- [PROBLEM DETAILS]
With the pictures omitted, write out the entries that follow exactly as they stand.

(Point-based annotation data)
========================================

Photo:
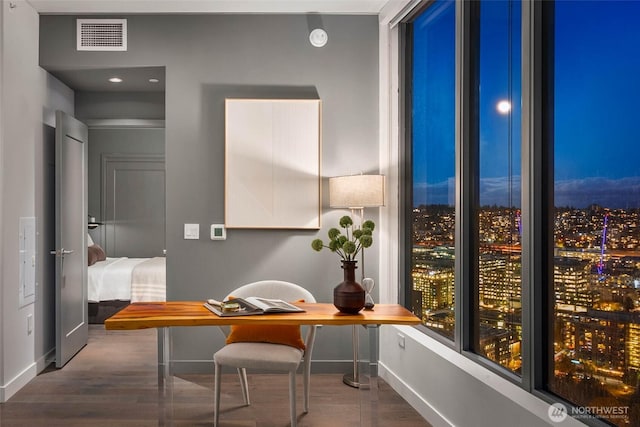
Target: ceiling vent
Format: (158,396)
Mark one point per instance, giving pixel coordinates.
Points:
(102,34)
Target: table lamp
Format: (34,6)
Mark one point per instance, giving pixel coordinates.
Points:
(356,192)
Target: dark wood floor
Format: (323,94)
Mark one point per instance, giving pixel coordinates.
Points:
(113,382)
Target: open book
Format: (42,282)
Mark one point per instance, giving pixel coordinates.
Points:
(251,305)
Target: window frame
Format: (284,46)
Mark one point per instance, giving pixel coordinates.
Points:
(537,121)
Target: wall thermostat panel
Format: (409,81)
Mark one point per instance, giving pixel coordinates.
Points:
(218,232)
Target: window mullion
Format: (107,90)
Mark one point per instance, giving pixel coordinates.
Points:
(466,174)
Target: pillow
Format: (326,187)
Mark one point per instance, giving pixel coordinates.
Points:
(274,334)
(95,254)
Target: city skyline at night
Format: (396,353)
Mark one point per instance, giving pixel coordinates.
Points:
(605,170)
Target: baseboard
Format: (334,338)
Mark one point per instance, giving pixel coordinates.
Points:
(428,412)
(44,361)
(19,381)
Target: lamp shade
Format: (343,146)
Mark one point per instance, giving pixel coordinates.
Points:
(356,191)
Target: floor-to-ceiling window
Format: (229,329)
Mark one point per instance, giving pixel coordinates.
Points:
(433,156)
(498,210)
(596,267)
(465,107)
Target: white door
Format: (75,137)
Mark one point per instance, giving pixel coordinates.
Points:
(71,237)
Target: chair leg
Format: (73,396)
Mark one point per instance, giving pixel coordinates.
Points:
(244,384)
(216,395)
(292,397)
(306,377)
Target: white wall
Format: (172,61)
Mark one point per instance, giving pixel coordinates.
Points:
(25,101)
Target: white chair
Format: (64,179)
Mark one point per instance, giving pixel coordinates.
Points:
(267,356)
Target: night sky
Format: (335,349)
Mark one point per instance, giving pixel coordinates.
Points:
(597,86)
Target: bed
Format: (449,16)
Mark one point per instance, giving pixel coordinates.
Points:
(115,282)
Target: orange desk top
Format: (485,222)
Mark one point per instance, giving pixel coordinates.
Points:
(193,313)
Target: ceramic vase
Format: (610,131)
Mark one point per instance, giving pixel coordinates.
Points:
(349,296)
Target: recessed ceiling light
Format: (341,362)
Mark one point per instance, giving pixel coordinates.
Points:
(318,37)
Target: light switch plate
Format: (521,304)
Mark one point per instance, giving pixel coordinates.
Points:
(218,232)
(192,231)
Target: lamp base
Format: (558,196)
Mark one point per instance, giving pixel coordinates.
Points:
(349,380)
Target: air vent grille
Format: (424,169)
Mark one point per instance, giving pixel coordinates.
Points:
(102,34)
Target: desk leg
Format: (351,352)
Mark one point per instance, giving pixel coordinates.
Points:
(369,390)
(164,357)
(165,381)
(349,379)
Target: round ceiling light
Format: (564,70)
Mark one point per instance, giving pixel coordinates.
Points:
(318,37)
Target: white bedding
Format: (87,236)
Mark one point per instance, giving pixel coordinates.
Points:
(128,279)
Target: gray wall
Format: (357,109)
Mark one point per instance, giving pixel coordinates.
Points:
(208,58)
(119,105)
(121,141)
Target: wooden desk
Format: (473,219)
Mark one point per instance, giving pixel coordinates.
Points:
(163,315)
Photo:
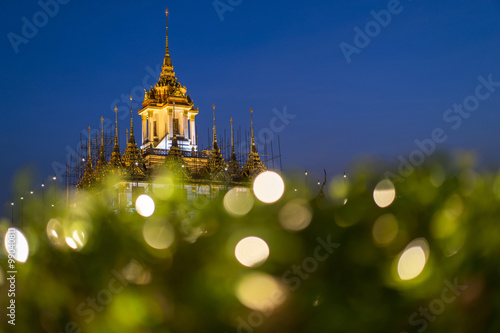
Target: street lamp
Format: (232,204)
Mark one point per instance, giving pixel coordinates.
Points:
(22,200)
(12,204)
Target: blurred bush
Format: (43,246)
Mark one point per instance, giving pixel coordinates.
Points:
(426,261)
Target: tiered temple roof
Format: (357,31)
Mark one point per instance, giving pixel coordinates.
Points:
(138,164)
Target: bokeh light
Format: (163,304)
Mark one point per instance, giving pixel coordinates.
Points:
(338,189)
(385,229)
(260,292)
(384,193)
(158,234)
(145,205)
(296,215)
(268,187)
(251,251)
(238,201)
(413,259)
(16,244)
(55,233)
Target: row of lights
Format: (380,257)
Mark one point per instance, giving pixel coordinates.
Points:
(54,178)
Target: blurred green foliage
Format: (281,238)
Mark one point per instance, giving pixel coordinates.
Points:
(116,282)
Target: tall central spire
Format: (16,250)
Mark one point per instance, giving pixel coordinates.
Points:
(215,133)
(167,62)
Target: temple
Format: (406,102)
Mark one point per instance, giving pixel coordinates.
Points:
(168,145)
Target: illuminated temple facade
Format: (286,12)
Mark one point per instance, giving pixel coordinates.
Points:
(168,146)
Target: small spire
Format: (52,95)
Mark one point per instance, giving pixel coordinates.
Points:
(167,61)
(215,134)
(232,136)
(131,139)
(89,156)
(251,126)
(102,133)
(116,126)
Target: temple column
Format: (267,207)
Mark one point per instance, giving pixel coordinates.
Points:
(192,130)
(144,127)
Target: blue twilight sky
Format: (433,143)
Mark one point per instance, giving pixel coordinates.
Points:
(269,55)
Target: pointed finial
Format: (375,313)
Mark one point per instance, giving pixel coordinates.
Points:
(167,61)
(232,136)
(89,157)
(215,134)
(116,126)
(251,126)
(131,119)
(102,131)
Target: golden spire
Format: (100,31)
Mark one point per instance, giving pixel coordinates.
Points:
(102,133)
(89,156)
(234,167)
(253,164)
(131,138)
(251,126)
(232,136)
(167,61)
(116,155)
(215,134)
(116,126)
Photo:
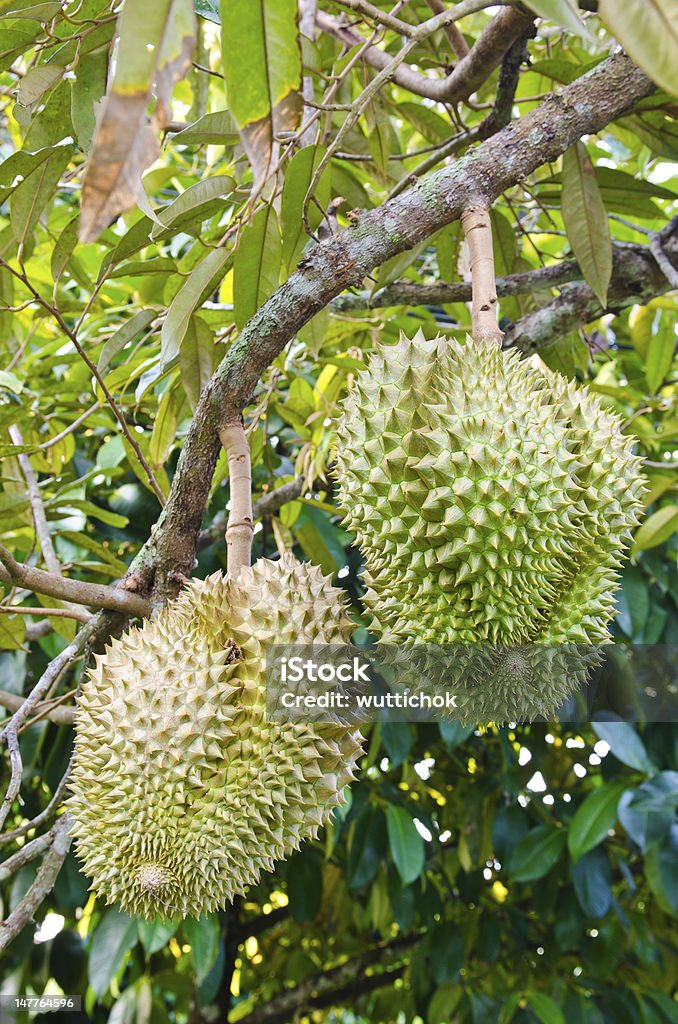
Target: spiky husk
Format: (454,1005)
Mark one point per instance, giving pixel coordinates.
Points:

========================================

- [COMPLETE OUTPUT]
Photo:
Target: ceiling vent
Format: (158,396)
Mark one point per instance, giving pixel coordinates.
Points:
(102,34)
Target: table lamp
Format: (34,6)
Mark one point per instance, giving pixel coordinates.
Points:
(356,192)
Target: dark wood floor
Format: (323,94)
Mark one point per instance, giving pixel coordinates.
Points:
(113,382)
Target: open book
Format: (42,282)
Mark one point per instance, giving pixel coordinates.
Points:
(251,305)
Target: window frame
Format: (284,46)
Mark one point per instance, giving pixel coordinates.
Points:
(537,121)
Target: wall thermostat panel
Format: (409,81)
Mark one point per instance, giving pixel coordinates.
Points:
(218,232)
Target: window mullion
Format: (107,90)
Mark one point per instance, giving pixel coordinates.
Points:
(466,174)
Target: pillow
Format: (326,187)
Mark one point per instance, giving pixel coordinates.
Points:
(274,334)
(95,254)
Target: city skyline at night
Format: (396,353)
Mark one point per instance, giving pixel coordinates.
Points:
(605,170)
Target: baseboard
Format: (334,338)
Mark one point per instance, giving pixel coordinates.
Points:
(428,412)
(44,361)
(19,381)
Target: lamp shade
Format: (343,146)
Mark one point per instance, giving pixel coordinates.
Points:
(356,191)
Target: floor-to-ceiling window
Format: (229,329)
Mark one point per instance, giving pixel coordinates.
Points:
(433,156)
(498,210)
(596,267)
(465,107)
Target: white door
Format: (75,137)
Mark one point per instance, giving pixel coordinates.
Points:
(71,237)
Target: chair leg
Format: (73,396)
Mark one point per instance, giving pixel coordinates.
Points:
(244,384)
(216,395)
(292,397)
(306,377)
Target: white wall
Format: (172,61)
Mark one point per instance, giving pixel coordinates.
Points:
(25,101)
Target: white chair
Format: (64,179)
Mark one point per instance, giving pixel coordinates.
Points:
(267,356)
Target: night sky
Format: (335,349)
Mark one point per instance, giving pixel coordinates.
Points:
(597,86)
Target: bed
Format: (449,16)
Mark one point per instance, giving pixel coordinates.
Points:
(115,282)
Target: orange desk top
Format: (485,222)
Mark one point per instance, giving pixel coordinates.
Points:
(193,313)
Target: ceramic vase
Format: (610,131)
Mark one point per instance, giving pixel coordinates.
Points:
(349,296)
Target: recessed ceiling light
Format: (341,362)
Mark one point per instance, giving pixel coordinates.
Points:
(318,37)
Target: light switch plate
Format: (521,304)
Mark one point per instance, giving pixel coordinates.
Points:
(218,232)
(192,231)
Target: lamp base
Format: (558,196)
Mark one point per instance, giving pixel coordinates.
Points:
(349,380)
Target: air vent grille
Format: (424,169)
Mark one point per instance, giving pixel coordinates.
Points:
(102,34)
Target: desk leg
Format: (351,352)
Mark one point per instance, giving pixel coordinates.
Points:
(369,390)
(164,357)
(165,381)
(349,379)
Target: round ceiling light
Format: (564,70)
Mark one point per instance, giving pixel coordinates.
Points:
(318,37)
Target: white bedding
Format: (87,236)
Mark one point per instance, giving pixel coordinates.
Points:
(128,279)
Target: gray wall
Format: (357,109)
Mark one point per instance, giving pixel coordinates.
Points:
(208,58)
(119,105)
(121,141)
Target: wooden desk
Format: (473,219)
Mark one point per instance, giving pixel coordinates.
Points:
(163,315)
Photo:
Target: street lamp
Format: (232,204)
Mark one point per instance, giving pixel coordinates.
Points:
(22,200)
(12,204)
Target: blurred bush
Format: (43,246)
Mark one point per instance, giving pixel coordinates.
Points:
(426,261)
Target: tiered temple roof
Format: (357,31)
Mark one point per instance, giving pixel coordinates.
Points:
(138,164)
Target: bokeh light
Format: (163,304)
Mark one point per instance, giving pixel coordinates.
Points:
(338,189)
(385,229)
(260,292)
(384,193)
(158,234)
(145,205)
(296,215)
(268,187)
(251,251)
(238,201)
(413,259)
(16,244)
(55,233)
Target: row of lights
Format: (380,257)
Mark one point per instance, giving pixel coordinates.
Points:
(54,178)
Target: blurred green foliage
Format: (281,238)
Mark one point per instance, giving pixel coordinates.
Points:
(116,282)
Target: tall central spire
Format: (16,250)
Mark one point per instance, giving pixel coordinates.
Points:
(215,133)
(167,62)
Target: temple
Format: (406,102)
Mark one point per instance, giving pixel coordinates.
Points:
(168,145)
Target: illuminated temple facade
Format: (286,12)
Mark one point per instance, giving pixel coordinates.
Points:
(168,146)
Target: small spire
Format: (52,95)
Mark one point per instance, giving pixel coordinates.
Points:
(167,61)
(215,134)
(232,136)
(131,139)
(89,156)
(251,126)
(102,133)
(116,126)
Target: temple column
Format: (267,207)
Mark one point per instance, giving pixel coordinates.
Points:
(192,130)
(144,127)
Target: blue twilight sky
Format: (433,143)
Mark one point per instance, giving pixel coordinates.
Points:
(269,55)
Target: pointed finial
Format: (375,313)
Mark one point per instance, giving pixel coordinates.
Points:
(167,61)
(232,136)
(89,157)
(215,134)
(116,126)
(251,126)
(131,119)
(102,131)
Target: golden spire
Format: (100,31)
Mark one point per instance, giving pixel coordinates.
Points:
(102,133)
(89,156)
(234,167)
(253,164)
(131,138)
(251,126)
(232,136)
(167,61)
(116,155)
(215,134)
(116,126)
Photo:
Target: spiky husk
Format: (454,1005)
Mark one point per instance, giving pixel coordinates.
Points:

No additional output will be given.